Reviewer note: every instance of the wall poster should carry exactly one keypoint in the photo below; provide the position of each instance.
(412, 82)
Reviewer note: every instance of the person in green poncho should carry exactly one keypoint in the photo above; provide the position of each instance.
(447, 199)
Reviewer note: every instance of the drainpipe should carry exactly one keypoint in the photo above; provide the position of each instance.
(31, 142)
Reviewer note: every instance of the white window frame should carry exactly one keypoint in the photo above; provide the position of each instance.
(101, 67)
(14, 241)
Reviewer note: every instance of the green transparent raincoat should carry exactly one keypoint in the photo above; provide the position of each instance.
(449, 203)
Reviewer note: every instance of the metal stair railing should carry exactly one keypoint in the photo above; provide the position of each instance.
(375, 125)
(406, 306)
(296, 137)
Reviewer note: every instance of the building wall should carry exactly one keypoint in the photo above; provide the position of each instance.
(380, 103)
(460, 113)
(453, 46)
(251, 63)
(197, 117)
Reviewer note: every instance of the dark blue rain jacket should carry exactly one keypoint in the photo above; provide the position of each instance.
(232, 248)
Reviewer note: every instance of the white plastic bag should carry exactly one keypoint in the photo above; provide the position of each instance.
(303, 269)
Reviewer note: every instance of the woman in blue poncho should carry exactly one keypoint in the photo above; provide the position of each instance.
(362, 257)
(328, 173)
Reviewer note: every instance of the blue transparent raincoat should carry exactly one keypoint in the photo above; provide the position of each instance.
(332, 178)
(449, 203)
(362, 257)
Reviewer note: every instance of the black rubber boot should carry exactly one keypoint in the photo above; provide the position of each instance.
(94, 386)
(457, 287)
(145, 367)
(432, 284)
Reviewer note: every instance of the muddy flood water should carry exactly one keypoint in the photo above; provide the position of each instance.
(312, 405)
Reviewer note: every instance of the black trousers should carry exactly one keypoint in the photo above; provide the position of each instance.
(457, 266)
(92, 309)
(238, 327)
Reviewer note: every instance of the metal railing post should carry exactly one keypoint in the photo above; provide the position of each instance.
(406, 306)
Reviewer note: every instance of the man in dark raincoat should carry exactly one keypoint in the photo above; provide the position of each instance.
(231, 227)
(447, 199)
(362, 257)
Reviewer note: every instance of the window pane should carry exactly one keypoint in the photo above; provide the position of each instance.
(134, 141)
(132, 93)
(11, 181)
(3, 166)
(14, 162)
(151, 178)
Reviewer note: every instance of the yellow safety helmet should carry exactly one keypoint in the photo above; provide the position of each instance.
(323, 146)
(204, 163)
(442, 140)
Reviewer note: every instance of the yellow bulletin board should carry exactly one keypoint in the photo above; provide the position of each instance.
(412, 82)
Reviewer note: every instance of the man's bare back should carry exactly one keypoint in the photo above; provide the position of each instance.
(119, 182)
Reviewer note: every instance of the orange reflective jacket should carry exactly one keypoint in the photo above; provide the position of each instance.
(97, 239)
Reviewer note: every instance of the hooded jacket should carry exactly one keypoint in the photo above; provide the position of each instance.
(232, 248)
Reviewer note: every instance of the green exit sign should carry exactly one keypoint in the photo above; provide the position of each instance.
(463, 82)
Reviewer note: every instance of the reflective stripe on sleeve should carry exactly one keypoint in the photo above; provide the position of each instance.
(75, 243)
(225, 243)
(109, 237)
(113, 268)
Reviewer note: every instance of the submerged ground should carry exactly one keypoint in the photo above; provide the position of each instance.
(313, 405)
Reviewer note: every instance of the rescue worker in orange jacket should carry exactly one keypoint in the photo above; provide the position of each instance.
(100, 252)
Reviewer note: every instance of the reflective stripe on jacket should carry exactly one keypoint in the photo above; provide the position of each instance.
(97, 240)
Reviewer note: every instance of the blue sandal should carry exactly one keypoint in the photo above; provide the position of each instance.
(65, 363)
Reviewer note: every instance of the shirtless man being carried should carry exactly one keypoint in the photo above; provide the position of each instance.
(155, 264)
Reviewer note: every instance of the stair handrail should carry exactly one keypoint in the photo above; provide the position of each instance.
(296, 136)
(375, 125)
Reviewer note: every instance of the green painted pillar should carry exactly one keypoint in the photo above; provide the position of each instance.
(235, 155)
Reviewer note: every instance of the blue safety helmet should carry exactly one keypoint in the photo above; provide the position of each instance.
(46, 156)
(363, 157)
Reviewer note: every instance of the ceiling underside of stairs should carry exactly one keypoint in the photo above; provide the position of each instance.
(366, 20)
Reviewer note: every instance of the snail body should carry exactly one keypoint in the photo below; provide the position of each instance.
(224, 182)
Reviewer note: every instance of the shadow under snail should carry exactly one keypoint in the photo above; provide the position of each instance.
__________
■ TASK TO CARRY OUT ■
Would you please copy the material above exactly, with nothing left out?

■ RESPONSE FOR THIS EXERCISE ■
Reviewer note: every instance of the wall poster should carry exactly one keypoint in the photo below; provide the position of each instance.
(412, 82)
Reviewer note: every instance of the person in green poncho should carry exactly one keypoint in the photo above; provide the position of each instance.
(447, 199)
Reviewer note: every instance of the drainpipe should carry exactly one keypoint in the photo above; provide the position of each instance.
(31, 142)
Reviewer note: every instance of the white window frame should carry exactly one keypoint in the photo above; provide the position of each instance.
(101, 67)
(14, 241)
Reviewer note: every instance of the green transparent raincoat should carry exactly one keypoint in the photo above; provide the position of each instance.
(449, 203)
Reviewer note: every instance of the metal stair railing should carry exactly one keypoint in the photo above; provide the position of each instance.
(375, 125)
(406, 306)
(296, 137)
Reviewer note: every instance of the building wall should carry exactly one keypoint in the photo above; provide the position of each instance.
(380, 103)
(460, 113)
(453, 46)
(251, 63)
(197, 117)
Reviewer note: every instance of the dark blue rain jacket should carry exactly one keypoint in the photo above; provide the position of each instance.
(232, 248)
Reviewer note: every instance of the white plastic bag should carry exactly one keypoint in the photo above; provide the position of each instance.
(303, 269)
Reviewer note: every instance of the woman in blue poncho should carry exactly one keypoint in the photo above; provide the position of each instance.
(362, 257)
(328, 173)
Reviewer note: every instance of the blue transparent raincoat should carry exactly one keypoint in the photo above; provide the position of each instance.
(332, 178)
(449, 203)
(362, 257)
Reviewer note: every instance of the black rubber boot should carry exactly one keypoint in the photo above; provide the position of each instance.
(94, 386)
(457, 287)
(145, 367)
(432, 284)
Reviewer note: every instance of the muddy flood water should carry exactly one keypoint in the photo above; provide the position of each instance.
(312, 405)
Reviewer note: every instance of the black trousers should carry exactly one keypoint in the photo above; provide the position of each instance.
(457, 266)
(92, 309)
(238, 327)
Reviewer note: every instance of the metal railing post should carry exactly one keypoint in the photo above; provide the position of each instance.
(406, 306)
Reviewer note: every instance of the man in dark raincoat should carry exactly one keypoint in the photo above; provide the position of each instance.
(231, 227)
(447, 199)
(362, 257)
Reviewer note: every instance of the window pane should carry exactly one keypoint in the photo above; provide the position of each instance.
(134, 141)
(132, 93)
(11, 181)
(3, 166)
(14, 162)
(151, 178)
Reviewer note: every instance of the yellow safety helmet should carry exactly one keypoint in the photo above; provide the position of each instance.
(323, 146)
(204, 163)
(442, 140)
Reviewer note: every instance of the yellow bulletin board should carry exactly one keypoint in the photo above; provide the position of each instance.
(412, 82)
Reviewer note: every instance of the man's bare back should carry exactly one keypoint in the photo above; provide the position of each instance.
(119, 182)
Reviewer note: every instance of the orange reflective jacket should carry exactly one keypoint in the photo above; provide the position of each instance.
(97, 239)
Reviewer note: every instance of the hooded jacket should carry exactly one keypoint in the photo above; provide the position of each instance.
(232, 248)
Reviewer note: every instance of the green exit sign should carry exactly one keypoint in the photo above; provide the position of each instance.
(463, 82)
Reviewer note: every instance of the reflective stripe on sleeve should carry exactly one keypoint in the photo above; provide the position of each instance.
(75, 243)
(225, 243)
(109, 237)
(113, 268)
Reviewer note: every instance of the submerged ground should carry exactly one keypoint in the photo above; provide the position of each instance.
(313, 405)
Reviewer note: every instance of the rescue worker in orange jacket should carry exactly one keypoint in the photo above; provide the position of each instance.
(100, 252)
Reviewer note: every instance of the reflective stripe on jacket should carry exactly one keypoint in the photo above; provide the position of each instance.
(97, 240)
Reviewer note: every instance of the blue sandal should carry exactly one keypoint in the photo above; provide the position of each instance.
(65, 363)
Reviewer note: every instance of the shirtless man being carried should carry exactly one keypoint in the photo above; provide the position of each instance.
(155, 264)
Reviewer note: every instance of the stair handrail should carry exactly one keypoint in the photo above; provide the position of each instance.
(296, 136)
(375, 125)
Reviewer note: every instance of the green painted pillar should carry exactly one keypoint in the photo above; provide the position of each instance.
(235, 155)
Reviewer note: every instance of the blue safety helmet should carry exactly one keypoint in the photo above; provide the position of each instance.
(46, 156)
(363, 157)
Reviewer note: every instance of the ceiling underside of stairs should carry exactly one keypoint in the photo above; provide the position of each instance.
(366, 20)
Reviewer note: every instance of the snail body should carry exactly one keypoint in the photo below; provide the position of each instance.
(224, 182)
Reviewer note: every instance of the shadow under snail should carry exactly one keypoint in the photo above; provide the position of each instance.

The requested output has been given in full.